Reproduce the entire listing below line for line, without altering a single character.
--------------------------------------------------
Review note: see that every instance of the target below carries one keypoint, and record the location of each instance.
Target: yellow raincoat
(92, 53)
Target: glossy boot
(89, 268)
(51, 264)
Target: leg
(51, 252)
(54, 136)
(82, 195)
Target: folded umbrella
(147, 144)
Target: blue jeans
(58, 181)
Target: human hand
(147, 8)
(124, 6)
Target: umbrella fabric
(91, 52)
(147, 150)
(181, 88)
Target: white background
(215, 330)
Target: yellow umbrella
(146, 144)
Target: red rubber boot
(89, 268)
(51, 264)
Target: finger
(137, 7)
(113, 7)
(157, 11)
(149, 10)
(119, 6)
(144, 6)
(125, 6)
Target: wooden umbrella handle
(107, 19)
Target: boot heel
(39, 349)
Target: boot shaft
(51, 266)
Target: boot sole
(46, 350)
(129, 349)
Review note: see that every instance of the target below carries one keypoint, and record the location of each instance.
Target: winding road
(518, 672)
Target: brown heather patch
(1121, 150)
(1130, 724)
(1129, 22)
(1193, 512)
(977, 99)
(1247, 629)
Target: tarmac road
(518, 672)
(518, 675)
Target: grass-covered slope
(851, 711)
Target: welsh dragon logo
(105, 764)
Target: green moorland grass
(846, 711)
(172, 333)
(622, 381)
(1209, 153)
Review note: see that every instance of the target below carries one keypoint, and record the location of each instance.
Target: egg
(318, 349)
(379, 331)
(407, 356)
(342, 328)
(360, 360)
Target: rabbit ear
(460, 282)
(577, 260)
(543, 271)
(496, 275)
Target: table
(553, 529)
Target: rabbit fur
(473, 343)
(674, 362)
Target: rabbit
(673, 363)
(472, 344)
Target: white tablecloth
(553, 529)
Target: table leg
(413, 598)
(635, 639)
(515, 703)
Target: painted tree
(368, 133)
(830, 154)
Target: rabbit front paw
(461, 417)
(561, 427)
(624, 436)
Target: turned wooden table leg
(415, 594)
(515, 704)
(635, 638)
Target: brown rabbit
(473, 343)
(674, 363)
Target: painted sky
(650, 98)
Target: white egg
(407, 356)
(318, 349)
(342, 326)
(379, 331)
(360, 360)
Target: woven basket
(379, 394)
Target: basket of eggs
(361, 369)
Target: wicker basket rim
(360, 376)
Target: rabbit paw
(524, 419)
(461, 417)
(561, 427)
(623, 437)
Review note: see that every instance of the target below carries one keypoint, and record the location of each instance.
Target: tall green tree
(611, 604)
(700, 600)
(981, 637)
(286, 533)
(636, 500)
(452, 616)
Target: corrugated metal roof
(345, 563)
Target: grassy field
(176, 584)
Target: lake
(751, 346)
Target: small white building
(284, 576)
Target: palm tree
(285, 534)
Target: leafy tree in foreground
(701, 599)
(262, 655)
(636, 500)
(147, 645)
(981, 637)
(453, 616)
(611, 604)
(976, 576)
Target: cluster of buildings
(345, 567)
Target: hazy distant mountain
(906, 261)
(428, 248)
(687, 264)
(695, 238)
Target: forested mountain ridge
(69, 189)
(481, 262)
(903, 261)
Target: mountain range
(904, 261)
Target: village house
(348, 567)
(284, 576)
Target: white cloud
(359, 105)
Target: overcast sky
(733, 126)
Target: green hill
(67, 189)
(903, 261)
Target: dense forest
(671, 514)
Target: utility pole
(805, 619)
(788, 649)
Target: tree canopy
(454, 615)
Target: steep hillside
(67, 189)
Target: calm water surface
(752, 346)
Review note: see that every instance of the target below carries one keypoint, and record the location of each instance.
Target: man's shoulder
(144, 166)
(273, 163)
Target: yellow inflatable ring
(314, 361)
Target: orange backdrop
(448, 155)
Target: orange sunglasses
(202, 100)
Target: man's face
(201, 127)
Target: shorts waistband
--------------------------------------------------
» **Expected answer**:
Review note: see that every instance of the target below carries one keypoint, and record the location of each instance.
Target: yellow raincoat
(92, 53)
Target: glossy boot
(89, 268)
(51, 264)
Target: leg
(51, 252)
(54, 136)
(82, 195)
Target: folded umbrella
(147, 144)
Target: blue jeans
(58, 181)
Target: human hand
(147, 8)
(124, 6)
Target: umbrella fabric
(91, 52)
(147, 150)
(181, 88)
Target: white background
(215, 330)
Target: yellow umbrella
(146, 144)
Target: red rubber boot
(89, 268)
(51, 264)
Target: finger
(137, 7)
(113, 7)
(157, 11)
(149, 10)
(119, 6)
(144, 6)
(125, 6)
Target: wooden umbrella handle
(107, 19)
Target: boot heel
(39, 349)
Target: boot shaft
(51, 266)
Target: boot sole
(46, 350)
(129, 349)
Review note: see that every instance of the target below carries one keypoint, and record the location of each instance.
Target: winding road
(518, 672)
Target: brown heather patch
(1121, 150)
(1130, 724)
(1129, 22)
(1193, 512)
(977, 99)
(1247, 629)
Target: tarmac road
(518, 672)
(518, 675)
Target: grass-covered slope
(851, 711)
Target: welsh dragon logo
(105, 764)
Target: green moorland grass
(846, 711)
(172, 333)
(622, 381)
(1209, 153)
Review note: see that every instance of the target below carries one keypoint, and record the location of each instance.
Target: egg
(318, 349)
(379, 331)
(407, 356)
(342, 328)
(360, 360)
Target: rabbit ear
(460, 282)
(577, 260)
(543, 271)
(496, 275)
Target: table
(553, 529)
Target: rabbit fur
(473, 343)
(674, 362)
Target: rabbit
(673, 363)
(472, 344)
Target: white tablecloth
(553, 529)
Target: table leg
(413, 598)
(635, 639)
(515, 703)
Target: painted tree
(368, 133)
(830, 154)
Target: rabbit front paw
(461, 417)
(561, 427)
(624, 436)
Target: turned wooden table leg
(415, 594)
(515, 704)
(635, 638)
Target: brown rabbit
(473, 343)
(674, 363)
Target: painted sky
(650, 98)
Target: white egg
(407, 356)
(318, 349)
(342, 326)
(379, 331)
(360, 360)
Target: woven basket
(379, 394)
Target: basket of eggs
(361, 369)
Target: wicker basket rim
(360, 376)
Target: rabbit paw
(524, 419)
(461, 417)
(561, 427)
(623, 437)
Review note: see that every instance of the target below carries one keypoint, and record the location of each instance.
Target: tall green tree
(611, 604)
(700, 600)
(981, 637)
(286, 533)
(636, 500)
(452, 616)
Target: corrugated metal roof
(345, 563)
Target: grassy field
(176, 584)
Target: lake
(751, 346)
Target: small white building
(284, 576)
Target: palm tree
(285, 534)
Target: leafy tree in foreground
(701, 599)
(262, 655)
(636, 500)
(147, 645)
(981, 637)
(453, 616)
(611, 604)
(976, 576)
Target: cluster of buildings
(345, 567)
Target: hazy distant mountain
(906, 261)
(428, 248)
(687, 264)
(695, 238)
Target: forested mountain ridge
(69, 189)
(481, 262)
(903, 261)
Target: mountain range
(904, 261)
Target: village house
(348, 567)
(284, 576)
Target: white cloud
(359, 105)
Target: overcast sky
(733, 126)
Target: green hill
(67, 189)
(903, 261)
Target: dense forest
(671, 514)
Target: utility pole
(805, 619)
(788, 649)
Target: tree canopy
(454, 615)
Target: steep hillside
(67, 189)
Target: calm water surface
(752, 346)
Review note: see that every instance of the target below carries one keypoint, and record the location of each instance.
Target: man's shoulder
(144, 166)
(273, 163)
Target: yellow inflatable ring
(314, 361)
Target: orange backdrop
(448, 155)
Target: orange sunglasses
(202, 100)
Target: man's face
(201, 127)
Target: shorts waistband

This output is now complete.